Stored data entries:

..............................

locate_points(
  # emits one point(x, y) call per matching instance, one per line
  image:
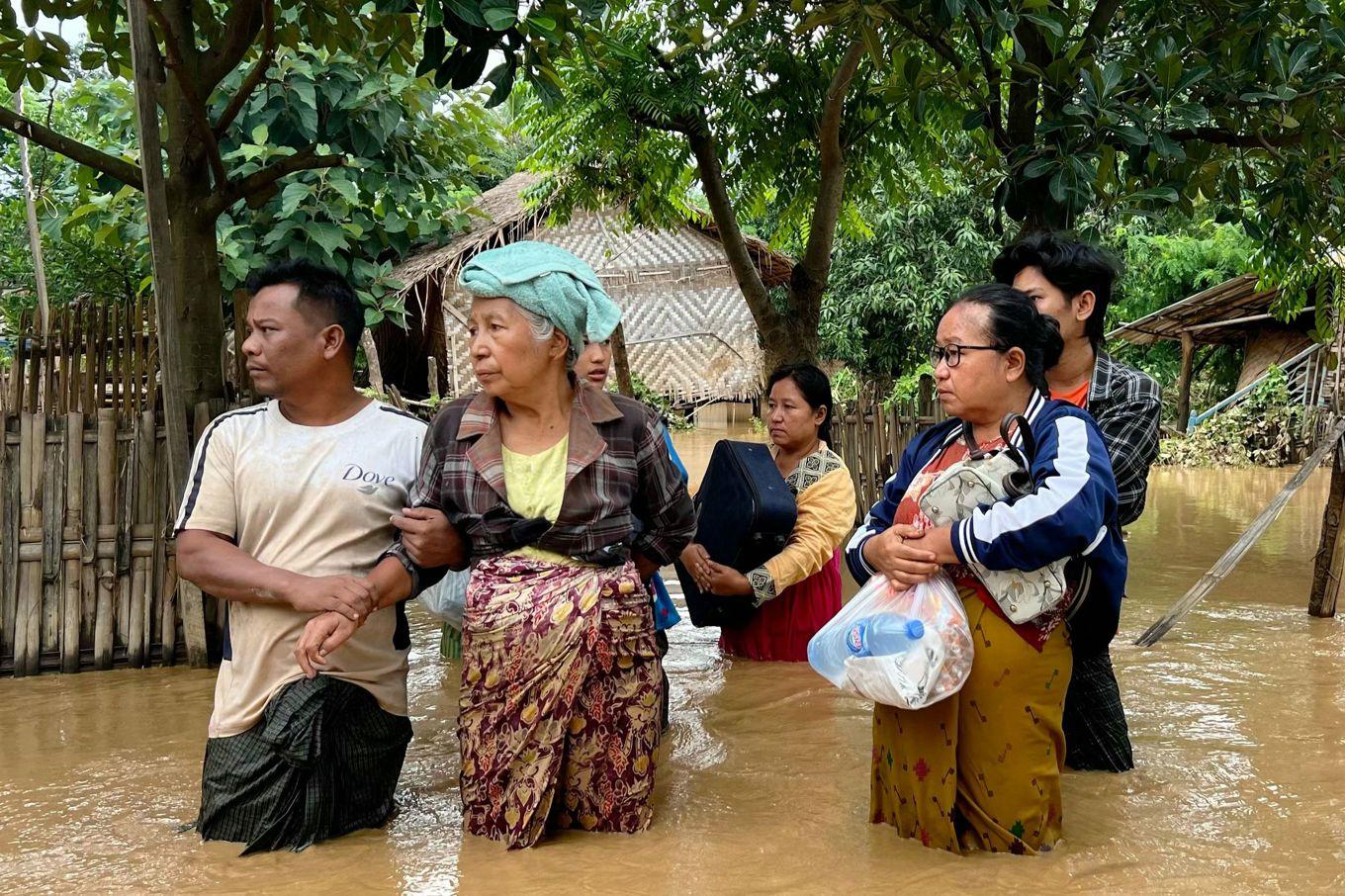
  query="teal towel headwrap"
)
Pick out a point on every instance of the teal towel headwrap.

..............................

• YOUR INSTRUCTIONS: Although the records include pictures, output only their text, exactly and completely.

• SOLUTION TO THE PROBLEM:
locate_points(
  # emits one point(x, y) call per matching instance, one per line
  image:
  query="teal towel headwrap"
)
Pick out a point on every instance of the teal towel headwrap.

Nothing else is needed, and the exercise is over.